All the data that follows should be repeated exactly, without a single picture.

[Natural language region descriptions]
>>>
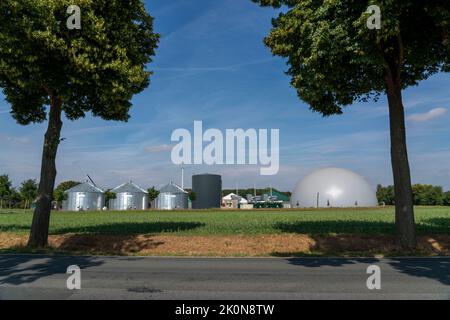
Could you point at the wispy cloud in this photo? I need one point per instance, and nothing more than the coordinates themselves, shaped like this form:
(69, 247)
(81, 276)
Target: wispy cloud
(159, 149)
(427, 116)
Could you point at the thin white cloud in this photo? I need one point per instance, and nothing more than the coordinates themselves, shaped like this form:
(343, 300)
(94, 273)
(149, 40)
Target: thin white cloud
(427, 116)
(159, 149)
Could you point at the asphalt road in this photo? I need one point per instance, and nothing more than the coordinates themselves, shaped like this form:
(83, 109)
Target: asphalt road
(44, 277)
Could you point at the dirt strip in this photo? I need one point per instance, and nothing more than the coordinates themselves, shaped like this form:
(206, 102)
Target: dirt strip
(245, 245)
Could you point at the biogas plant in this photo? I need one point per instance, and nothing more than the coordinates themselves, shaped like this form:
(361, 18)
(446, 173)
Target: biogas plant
(323, 188)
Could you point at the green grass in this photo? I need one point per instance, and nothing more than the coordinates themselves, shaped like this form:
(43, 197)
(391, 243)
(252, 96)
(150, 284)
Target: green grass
(430, 220)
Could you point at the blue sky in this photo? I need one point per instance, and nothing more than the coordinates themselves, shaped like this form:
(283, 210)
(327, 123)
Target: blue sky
(211, 65)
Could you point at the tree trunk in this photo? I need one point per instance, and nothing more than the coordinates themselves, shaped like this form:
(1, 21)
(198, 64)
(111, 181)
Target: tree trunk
(404, 209)
(41, 218)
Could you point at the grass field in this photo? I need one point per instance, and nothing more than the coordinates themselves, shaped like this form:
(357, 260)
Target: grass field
(237, 233)
(430, 220)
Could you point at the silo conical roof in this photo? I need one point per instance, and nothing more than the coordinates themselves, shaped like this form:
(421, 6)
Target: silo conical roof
(171, 188)
(129, 187)
(85, 187)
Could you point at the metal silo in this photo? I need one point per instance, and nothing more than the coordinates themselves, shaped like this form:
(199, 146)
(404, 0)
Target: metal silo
(171, 197)
(208, 191)
(84, 197)
(129, 197)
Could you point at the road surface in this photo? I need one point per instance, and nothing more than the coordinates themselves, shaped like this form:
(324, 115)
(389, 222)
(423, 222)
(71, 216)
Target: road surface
(45, 277)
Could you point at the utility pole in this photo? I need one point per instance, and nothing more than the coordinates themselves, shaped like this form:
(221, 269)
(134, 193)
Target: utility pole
(182, 177)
<<<
Answer to the exercise:
Could you point at the wispy cloud in this photo? I need one point per instance, and nothing more than the coordinates themselves, shaped like this form:
(69, 247)
(81, 276)
Target: wispy cloud
(159, 149)
(427, 116)
Could you point at the thin white cloud in this photo? I need one point per instance, and nothing more than the coordinates themselves, shaped like this form:
(343, 300)
(94, 273)
(149, 40)
Target: thin white cloud
(427, 116)
(159, 149)
Could you point at the asphalt road in this photo? I need one point per instance, and nothing more than the coordinates themselves, shaped like this form:
(83, 109)
Target: asphalt road
(44, 277)
Could you point at the dirt strip in this photo? I need one point per instance, and nothing more than the coordinates themselves, shaped like this form:
(206, 102)
Target: dirt strip
(245, 245)
Could you point at the biogas plant in this photo? I need one point per instance, and nothing more than the coordinates themselves, shaped like this form:
(361, 18)
(446, 173)
Target: biogas plant
(323, 188)
Could you point at the green grass in this photo? I need one point per instance, and nothing more than the coordinates themselves, shaped like this form:
(43, 197)
(391, 243)
(252, 96)
(150, 284)
Target: green grass
(430, 220)
Could you point at the blue sky in this photo? I need one point per instance, and nothing more than the coordinates themselves, shaped like this form:
(283, 210)
(327, 123)
Target: blue sky
(211, 65)
Could you point at the tree trunk in this photo? I need one point per instance, and nothing more than the coordinates themselves, shaped like this form:
(1, 21)
(198, 64)
(111, 181)
Target: tree trunk
(404, 209)
(41, 218)
Could you point at the grass field in this photo? I need one point per instance, and nothing more than the coordinates themselves, shaped like this form:
(357, 260)
Target: grass field
(237, 233)
(430, 220)
Could you point at the silo conical roof in this photo? I need one point per instance, and nothing more than the coordinates themselves, shaped like this form:
(421, 6)
Target: silo conical roof
(171, 188)
(129, 187)
(85, 187)
Could you point at the metal silo in this photo? I need one point per instance, and nothing more than the coordinates themselves, shaped like this form:
(199, 146)
(404, 0)
Target: metal silo
(171, 197)
(208, 191)
(84, 197)
(129, 197)
Could you point at the road surface in this photo? I need one point per instance, and nothing more than the coordinates themselves, shaped like this form:
(324, 115)
(389, 222)
(423, 222)
(71, 216)
Target: road surface
(45, 277)
Could you point at the utility pole in this photo? I need one point per instance, and nothing more than the coordinates themselves, shaped like this form:
(221, 269)
(134, 193)
Target: utility pole
(182, 177)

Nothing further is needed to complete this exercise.